PROBLEM REQUIREMENTS: Write out every line of the material below without changing anything.

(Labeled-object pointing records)
|---|
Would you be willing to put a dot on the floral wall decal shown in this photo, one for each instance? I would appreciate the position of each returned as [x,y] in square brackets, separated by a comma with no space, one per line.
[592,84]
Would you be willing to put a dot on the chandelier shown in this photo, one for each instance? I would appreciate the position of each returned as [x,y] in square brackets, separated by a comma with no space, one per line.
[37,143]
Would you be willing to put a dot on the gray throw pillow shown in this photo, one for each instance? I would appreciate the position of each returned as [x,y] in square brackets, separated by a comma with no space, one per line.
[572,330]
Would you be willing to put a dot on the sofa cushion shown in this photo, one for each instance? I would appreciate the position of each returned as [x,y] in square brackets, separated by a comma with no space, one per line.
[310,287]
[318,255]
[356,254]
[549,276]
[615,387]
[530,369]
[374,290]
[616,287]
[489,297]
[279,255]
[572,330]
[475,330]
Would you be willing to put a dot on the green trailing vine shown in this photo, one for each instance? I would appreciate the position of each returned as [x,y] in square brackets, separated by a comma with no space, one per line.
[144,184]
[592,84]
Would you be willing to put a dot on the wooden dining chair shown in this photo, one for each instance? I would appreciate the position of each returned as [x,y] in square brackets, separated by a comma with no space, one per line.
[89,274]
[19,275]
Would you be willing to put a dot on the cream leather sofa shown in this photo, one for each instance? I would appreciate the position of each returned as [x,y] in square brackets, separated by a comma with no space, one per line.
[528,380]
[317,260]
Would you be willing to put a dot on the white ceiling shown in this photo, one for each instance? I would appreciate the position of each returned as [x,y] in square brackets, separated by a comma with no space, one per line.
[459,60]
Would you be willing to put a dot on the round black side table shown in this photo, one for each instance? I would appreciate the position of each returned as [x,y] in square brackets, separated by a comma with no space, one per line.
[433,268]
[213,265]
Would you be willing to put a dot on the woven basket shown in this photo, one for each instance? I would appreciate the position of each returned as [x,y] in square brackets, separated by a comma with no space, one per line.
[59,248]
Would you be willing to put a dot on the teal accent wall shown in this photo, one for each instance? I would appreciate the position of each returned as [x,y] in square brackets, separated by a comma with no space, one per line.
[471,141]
|---|
COMPLETED TASK:
Would you be willing to put a dot on the floral wall decal shown in this photo, one for each instance? I would appreciate the position of each returned as [x,y] in square brackets, separated by a comma with no space, one per line.
[592,84]
Would you be willing to put a dot on the chandelier shown in this photo, one for each instance? I would appreciate the position of each returned as [x,y] in square brackets, separated by a comma with no space, one per line.
[37,143]
Would you be willing to put a dot on the gray throw pillow shown in this photo, one for each instance? I would appreciate the position of each returned as [x,y] in square brackets, separated by a comma with no space, one per line.
[572,330]
Would you be willing to put a dot on the sofa cushion shown in this photo, one for each instance? I would appreciate the position of each returned as [x,y] in square brackets, separated by a comma with no space, one per line.
[310,287]
[318,255]
[356,254]
[549,276]
[615,387]
[530,369]
[374,290]
[616,287]
[489,297]
[279,255]
[572,330]
[475,330]
Would you be willing to put a dot on the green trailing vine shown in this photo, one for each instance? I would appreciate the position of each returned as [x,y] in square brackets, separated by a comma with no space, one per line.
[144,184]
[592,84]
Would you be willing to put a dot on the wooden dining chair shown in this photo, one for each instance? I would appreciate the position of each returned as [x,y] in square brackets, separated by a comma with no space, one per line.
[89,274]
[19,275]
Would you be willing to put a dot on the cream leather sofa shown in this photo, one for each instance? I would appreciate the position of each returned as [x,y] in square brackets, separated by a comma with no space, one per line.
[528,380]
[317,260]
Would you be willing to put a dot on the white ceiling shown in this photo, one for each instance? I would appreciate the position of each returned as [x,y] in square brackets, separated by a comma with no space, one per line.
[459,60]
Would you be willing to put a dot on the round black side table shown in this photo, one for each instance? I would appreciate the position of each returned as [x,y] in square brackets, separated by a comma with no space, one per line.
[433,268]
[213,265]
Would you be willing to put a dot on the woven basket shown in this photo, one for each instance? I would appreciate the position of each returned as [x,y] in square brackets, separated by a comma with no space, one per line.
[59,248]
Would you be willing to put a dot on the teal accent wall shown in this photo, one for each instance? I would appreciate the position of each returned as [x,y] in square brackets, separated by a comma with no space, one per line.
[471,141]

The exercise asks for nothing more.